Set task: Could you render the part of the records below that opens with the line containing "Query: cluster of buildings" and closes with the line containing "157], [244, 155]]" as a JSON list of strings, one string per line with blank lines left out? Include both of those lines and nothing outside that part.

Material provided:
-- BEGIN --
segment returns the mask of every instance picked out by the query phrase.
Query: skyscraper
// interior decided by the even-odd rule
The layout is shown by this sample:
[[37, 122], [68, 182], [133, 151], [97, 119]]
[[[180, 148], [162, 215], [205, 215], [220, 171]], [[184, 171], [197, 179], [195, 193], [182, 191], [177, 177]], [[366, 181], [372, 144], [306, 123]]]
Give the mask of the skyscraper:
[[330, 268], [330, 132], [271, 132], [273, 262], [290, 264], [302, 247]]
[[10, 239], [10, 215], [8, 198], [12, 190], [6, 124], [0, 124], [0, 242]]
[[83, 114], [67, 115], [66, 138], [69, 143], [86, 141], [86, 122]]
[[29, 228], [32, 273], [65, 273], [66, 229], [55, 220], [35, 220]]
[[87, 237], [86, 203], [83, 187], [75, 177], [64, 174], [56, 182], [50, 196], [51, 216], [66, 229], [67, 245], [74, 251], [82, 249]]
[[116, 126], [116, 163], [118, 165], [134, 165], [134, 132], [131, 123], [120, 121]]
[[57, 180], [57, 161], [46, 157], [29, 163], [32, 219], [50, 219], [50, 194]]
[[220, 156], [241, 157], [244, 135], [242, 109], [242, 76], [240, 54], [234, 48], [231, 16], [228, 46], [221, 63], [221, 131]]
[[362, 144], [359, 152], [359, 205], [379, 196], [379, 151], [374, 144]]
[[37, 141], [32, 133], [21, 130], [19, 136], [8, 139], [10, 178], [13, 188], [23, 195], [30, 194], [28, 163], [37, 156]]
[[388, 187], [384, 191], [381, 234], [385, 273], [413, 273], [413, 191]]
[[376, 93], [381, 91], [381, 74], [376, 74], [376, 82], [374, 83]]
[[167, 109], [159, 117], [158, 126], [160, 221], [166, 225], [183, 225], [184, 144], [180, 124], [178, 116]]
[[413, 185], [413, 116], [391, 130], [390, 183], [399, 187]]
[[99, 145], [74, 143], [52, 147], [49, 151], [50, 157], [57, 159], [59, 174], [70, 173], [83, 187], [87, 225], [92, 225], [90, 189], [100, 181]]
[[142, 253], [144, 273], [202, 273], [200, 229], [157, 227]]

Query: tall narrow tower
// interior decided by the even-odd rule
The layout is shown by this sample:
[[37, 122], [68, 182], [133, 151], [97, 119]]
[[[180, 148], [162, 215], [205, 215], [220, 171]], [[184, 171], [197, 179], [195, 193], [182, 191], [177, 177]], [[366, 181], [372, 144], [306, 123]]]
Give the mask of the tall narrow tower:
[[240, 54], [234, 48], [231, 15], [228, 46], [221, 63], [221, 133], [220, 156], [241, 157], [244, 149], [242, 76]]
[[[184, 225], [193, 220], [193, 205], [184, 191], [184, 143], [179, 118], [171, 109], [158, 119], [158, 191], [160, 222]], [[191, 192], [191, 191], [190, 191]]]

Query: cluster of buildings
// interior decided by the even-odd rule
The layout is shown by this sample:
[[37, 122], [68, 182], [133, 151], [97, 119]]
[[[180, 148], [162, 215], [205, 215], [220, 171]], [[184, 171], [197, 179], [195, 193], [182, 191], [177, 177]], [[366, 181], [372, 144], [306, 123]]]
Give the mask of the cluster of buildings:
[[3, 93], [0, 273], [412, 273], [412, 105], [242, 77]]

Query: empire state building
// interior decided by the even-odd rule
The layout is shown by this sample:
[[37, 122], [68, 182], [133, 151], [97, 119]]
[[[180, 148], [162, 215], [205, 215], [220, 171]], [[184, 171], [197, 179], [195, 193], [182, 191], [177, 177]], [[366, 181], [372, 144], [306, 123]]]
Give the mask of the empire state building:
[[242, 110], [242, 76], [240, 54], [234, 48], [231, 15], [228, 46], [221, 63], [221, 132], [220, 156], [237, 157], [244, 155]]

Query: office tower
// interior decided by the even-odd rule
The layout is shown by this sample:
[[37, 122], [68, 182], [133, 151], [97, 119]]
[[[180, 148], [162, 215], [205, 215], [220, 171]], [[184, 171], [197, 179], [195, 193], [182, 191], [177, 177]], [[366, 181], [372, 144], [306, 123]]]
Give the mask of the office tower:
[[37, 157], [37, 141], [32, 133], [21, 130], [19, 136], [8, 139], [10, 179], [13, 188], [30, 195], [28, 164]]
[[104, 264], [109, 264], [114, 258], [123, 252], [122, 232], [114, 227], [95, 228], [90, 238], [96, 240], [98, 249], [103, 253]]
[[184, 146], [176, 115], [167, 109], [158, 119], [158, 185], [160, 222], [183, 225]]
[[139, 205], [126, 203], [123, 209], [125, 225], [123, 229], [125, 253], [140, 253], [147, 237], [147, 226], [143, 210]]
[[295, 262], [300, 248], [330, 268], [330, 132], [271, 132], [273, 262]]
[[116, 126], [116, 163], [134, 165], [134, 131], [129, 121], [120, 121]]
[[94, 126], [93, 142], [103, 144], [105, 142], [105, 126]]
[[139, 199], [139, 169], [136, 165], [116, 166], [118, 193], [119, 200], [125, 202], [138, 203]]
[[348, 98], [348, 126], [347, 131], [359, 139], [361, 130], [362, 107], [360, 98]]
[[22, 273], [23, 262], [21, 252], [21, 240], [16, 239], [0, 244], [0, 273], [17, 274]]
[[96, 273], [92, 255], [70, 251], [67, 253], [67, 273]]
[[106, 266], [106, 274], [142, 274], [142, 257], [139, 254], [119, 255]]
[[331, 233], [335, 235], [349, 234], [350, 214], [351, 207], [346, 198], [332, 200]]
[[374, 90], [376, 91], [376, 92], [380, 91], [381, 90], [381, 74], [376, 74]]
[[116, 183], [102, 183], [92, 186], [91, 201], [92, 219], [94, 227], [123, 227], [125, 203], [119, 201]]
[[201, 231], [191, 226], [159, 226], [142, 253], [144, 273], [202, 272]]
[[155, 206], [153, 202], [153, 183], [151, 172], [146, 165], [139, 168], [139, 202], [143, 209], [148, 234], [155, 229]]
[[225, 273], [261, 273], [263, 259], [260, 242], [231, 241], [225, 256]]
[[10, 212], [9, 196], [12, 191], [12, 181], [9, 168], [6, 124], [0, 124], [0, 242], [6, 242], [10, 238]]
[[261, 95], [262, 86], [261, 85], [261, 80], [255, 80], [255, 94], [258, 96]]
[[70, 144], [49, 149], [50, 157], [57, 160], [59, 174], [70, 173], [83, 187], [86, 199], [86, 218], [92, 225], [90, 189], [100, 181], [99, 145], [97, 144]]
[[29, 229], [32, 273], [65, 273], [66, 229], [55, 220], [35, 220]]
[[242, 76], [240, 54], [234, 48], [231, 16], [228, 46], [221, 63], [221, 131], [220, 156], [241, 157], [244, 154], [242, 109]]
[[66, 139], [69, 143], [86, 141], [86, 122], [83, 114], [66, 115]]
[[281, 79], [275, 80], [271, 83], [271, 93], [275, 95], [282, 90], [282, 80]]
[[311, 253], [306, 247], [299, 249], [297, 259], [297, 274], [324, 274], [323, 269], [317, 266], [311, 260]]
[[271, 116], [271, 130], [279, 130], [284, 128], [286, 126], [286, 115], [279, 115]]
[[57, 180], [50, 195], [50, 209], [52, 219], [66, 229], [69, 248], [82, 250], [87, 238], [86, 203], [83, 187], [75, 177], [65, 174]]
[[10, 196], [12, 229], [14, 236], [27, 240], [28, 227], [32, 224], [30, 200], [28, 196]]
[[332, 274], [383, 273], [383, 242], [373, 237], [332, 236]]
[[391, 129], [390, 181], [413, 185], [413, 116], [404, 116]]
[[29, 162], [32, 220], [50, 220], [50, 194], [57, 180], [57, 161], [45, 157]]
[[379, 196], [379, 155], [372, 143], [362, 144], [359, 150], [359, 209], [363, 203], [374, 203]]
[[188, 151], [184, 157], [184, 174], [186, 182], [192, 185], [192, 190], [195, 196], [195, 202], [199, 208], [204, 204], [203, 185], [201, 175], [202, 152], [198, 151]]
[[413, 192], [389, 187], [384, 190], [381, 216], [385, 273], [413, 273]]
-- END --
Solution for this task:
[
  "Query: cluster of buildings",
  "// interior decided by the even-odd rule",
  "The layout is shown by this sample:",
  "[[37, 122], [68, 182], [133, 151], [97, 119]]",
  "[[[180, 148], [162, 215], [205, 215], [220, 171]], [[184, 171], [197, 179], [195, 193], [182, 191], [177, 177]], [[366, 181], [372, 144], [306, 123]]]",
  "Give the mask of the cluster of buildings:",
  "[[3, 93], [0, 273], [412, 273], [412, 105], [242, 77]]",
  "Query: empire state building",
  "// interior decided by the even-odd rule",
  "The layout is shown by this sample:",
  "[[37, 122], [68, 182], [133, 151], [97, 119]]",
  "[[[180, 148], [162, 215], [205, 215], [220, 171]], [[184, 171], [197, 179], [195, 193], [182, 191], [177, 177]], [[366, 181], [372, 144], [306, 123]]]",
  "Give the mask of the empire state building:",
  "[[242, 110], [242, 76], [240, 54], [234, 48], [231, 15], [228, 46], [221, 63], [221, 132], [220, 156], [237, 157], [244, 155]]"
]